# Your goal
Find the string "grass" in the data, and copy out each line that has it.

# Data
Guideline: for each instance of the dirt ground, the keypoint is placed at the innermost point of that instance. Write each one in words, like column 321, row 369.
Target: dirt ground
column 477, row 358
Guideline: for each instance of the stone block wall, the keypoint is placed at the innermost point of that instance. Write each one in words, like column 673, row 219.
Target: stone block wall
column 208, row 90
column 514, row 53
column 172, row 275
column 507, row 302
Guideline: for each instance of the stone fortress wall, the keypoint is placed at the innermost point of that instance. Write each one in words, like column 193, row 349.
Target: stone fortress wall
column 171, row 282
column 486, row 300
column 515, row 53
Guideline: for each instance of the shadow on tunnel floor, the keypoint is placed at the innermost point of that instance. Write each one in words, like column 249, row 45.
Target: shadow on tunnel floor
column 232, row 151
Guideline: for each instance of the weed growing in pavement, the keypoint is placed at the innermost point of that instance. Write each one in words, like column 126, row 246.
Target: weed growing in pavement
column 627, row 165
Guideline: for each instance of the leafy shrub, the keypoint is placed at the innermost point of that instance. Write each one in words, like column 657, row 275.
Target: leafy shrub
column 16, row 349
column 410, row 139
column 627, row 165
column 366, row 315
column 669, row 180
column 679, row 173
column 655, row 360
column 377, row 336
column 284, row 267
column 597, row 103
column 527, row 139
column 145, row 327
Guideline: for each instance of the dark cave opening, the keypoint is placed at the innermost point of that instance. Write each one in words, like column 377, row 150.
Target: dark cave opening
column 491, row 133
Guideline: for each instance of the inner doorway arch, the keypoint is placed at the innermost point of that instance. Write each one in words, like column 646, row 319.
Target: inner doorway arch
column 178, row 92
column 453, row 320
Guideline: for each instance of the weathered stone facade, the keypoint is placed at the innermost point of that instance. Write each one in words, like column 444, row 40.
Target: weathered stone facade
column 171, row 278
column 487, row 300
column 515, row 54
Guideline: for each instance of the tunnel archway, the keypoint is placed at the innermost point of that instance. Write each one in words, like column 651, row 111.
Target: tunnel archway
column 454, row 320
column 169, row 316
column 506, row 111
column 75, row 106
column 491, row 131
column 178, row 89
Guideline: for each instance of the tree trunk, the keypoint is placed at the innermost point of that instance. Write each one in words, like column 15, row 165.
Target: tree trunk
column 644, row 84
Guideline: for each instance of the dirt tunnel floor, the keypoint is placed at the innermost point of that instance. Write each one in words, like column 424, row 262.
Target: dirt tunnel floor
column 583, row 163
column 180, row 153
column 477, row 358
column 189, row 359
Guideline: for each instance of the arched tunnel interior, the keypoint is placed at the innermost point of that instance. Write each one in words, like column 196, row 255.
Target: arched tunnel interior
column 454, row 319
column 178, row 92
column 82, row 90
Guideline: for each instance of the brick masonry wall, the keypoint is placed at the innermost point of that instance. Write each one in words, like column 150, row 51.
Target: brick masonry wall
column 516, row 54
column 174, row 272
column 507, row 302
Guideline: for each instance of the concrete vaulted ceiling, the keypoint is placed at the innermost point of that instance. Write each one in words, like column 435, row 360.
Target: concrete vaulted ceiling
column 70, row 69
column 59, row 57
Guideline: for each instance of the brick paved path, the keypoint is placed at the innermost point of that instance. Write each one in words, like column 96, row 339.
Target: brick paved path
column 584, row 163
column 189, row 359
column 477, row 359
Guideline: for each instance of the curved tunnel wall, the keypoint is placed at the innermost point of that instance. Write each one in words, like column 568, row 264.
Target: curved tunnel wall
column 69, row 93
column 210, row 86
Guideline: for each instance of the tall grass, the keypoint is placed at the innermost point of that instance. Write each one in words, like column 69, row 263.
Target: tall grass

# Task solution
Guideline: for each instance of the tall grass, the keypoint is placed at the innermost point of that instance. Write each one in words, like column 69, row 263.
Target: tall grass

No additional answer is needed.